__ARTICLE__
-- Begin --
H-X (alkene → hydroalkane)

• simplest, e.g. H-Br, H-Cl 

• these just provide H as the EP which is attacked by alkene double bond Nu to join first, then the X LG gains electrons, exists as an anion in solution, then comes back to act as Nu to join onto the carbocation

H2SO4 & H2O (alkene → alcohol)

• H2SO4 does the first part of the reaction, as it is an acid it acts as an H+ donor, so its proton is attacked by the alkene double bond Nu to join onto the molecule first, to form the carbocation

• the H2O then does the second part of the reaction, its lone pairs on O act as Nu to attack EP carbocation, and join as an H-O+-H (protonated hydroxyl group)

• this protonated group is then deprotonated, as the electrons in one bond with H are transferred to the + charged O (forming -OH group)

describe the reaction mechanism for additon with a symmetrical reagent

provide an example, and name the FG interconversion that involves this 

• must consider why does one part of the reagent go on one C of the double bond and vice versa

• (alkene → dihaloalkane)

• e.g. Br2, Cl2, I2,

• initially alike addition with assymmetrical reagents, 

• alkene pi bond acts as Nu, while an X of the X-X acts as EP, as this bond is highly polarisable, and recognised as an atom bonded to an EN atom (even though they are the same) - this attacks and joins one X to the molecule, as the other X is the LG so becomes an anion

• this then forms a carbocation, but the one joined X has lone pairs to act as Nu and attack the positive charge, forming a bromonium cation as the one Br group is bonded to both C of the double bond, itself with a + charge (internal nucleophilic substitution) - as Br is very large (many electron shells) - this occurs directly as the intermediate (no carbocation intermediate)
-- End --
__TASK STATEMENT__
According to the alkene addition notes, what cation forms when the joined Br uses its lone pairs to attack the positive charge? Base every answer on the alkene addition notes alone.

__INFORMATION SUPPLIED__
-- Begin --
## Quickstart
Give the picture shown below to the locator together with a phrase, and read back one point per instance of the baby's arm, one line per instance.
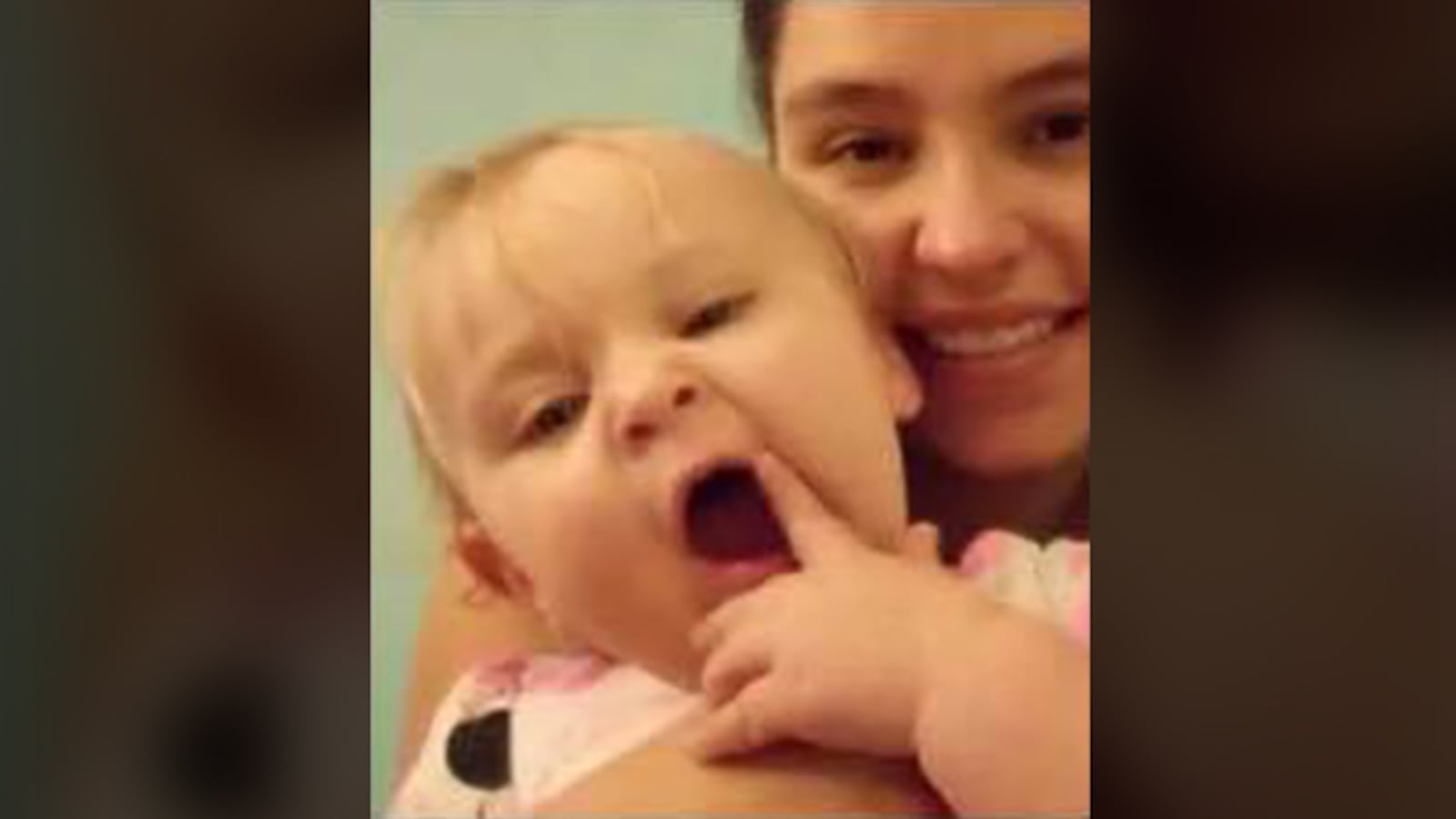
-- End --
__WORKED ANSWER__
A bromonium cation.